The worst is over for inflation, and the impact of rising prices will recede.
Not by a long shot.
The long-term perspective tells us otherwise.
The latest Consumer Price Index report from the Bureau of Labor Statistics shows that inflation’s growth rate fell for the sixth straight month. The latest reading of 6.5% growth is a marked downshift from the peak of more than 9% growth seen earlier this year.
On a monthly basis, the BLS said the overall prices were little changed, falling 0.1% in December after rising by the same amount in November.
To be sure, the fact that inflation is trending lower is welcome news. But PYMNTS’ proprietary analysis of the BLS data shows that, when viewed across a longer time frame, the month-to-month ebbs and flows and year-over-year comps pale in comparison to how much more expensive life has become since the beginning of 2021. At a high level, the most essential goods and services that we use on a daily basis — even excluding volatile energy prices — are up double-digit percentages over that time frame.
And deflation’s not in the cards, which means we’re not getting back to the “good old days” of January 2021’s affordability anytime soon. We’re being a bit tongue in cheek about that “good old” moniker — of course, two years ago, the world was trying to claw its way out of the grip of a raging pandemic. But viewed through the lens of today, a gallon of milk was quite a bit cheaper, so was medical care and so was a shirt.
The headline number gleaned from the chart below shows that our “basket” of goods and services is 13.5% more expensive than it was two years ago. With a bit more granular insight, non-gas and non-grocery retail items are 20% more expensive. Groceries are 18.6% more expensive. Health insurance and medical care are up single digits.

**Supplied material**
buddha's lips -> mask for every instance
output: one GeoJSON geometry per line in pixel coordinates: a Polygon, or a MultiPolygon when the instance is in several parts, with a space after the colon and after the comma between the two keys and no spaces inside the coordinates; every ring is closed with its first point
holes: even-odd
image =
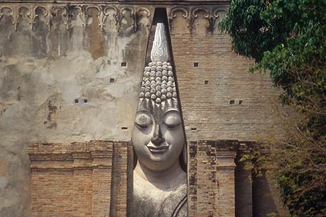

**Assignment**
Copy the passage of the inflation article above from "The headline number" to "up single digits.", word for word.

**Solution to the exercise**
The headline number gleaned from the chart below shows that our “basket” of goods and services is 13.5% more expensive than it was two years ago. With a bit more granular insight, non-gas and non-grocery retail items are 20% more expensive. Groceries are 18.6% more expensive. Health insurance and medical care are up single digits.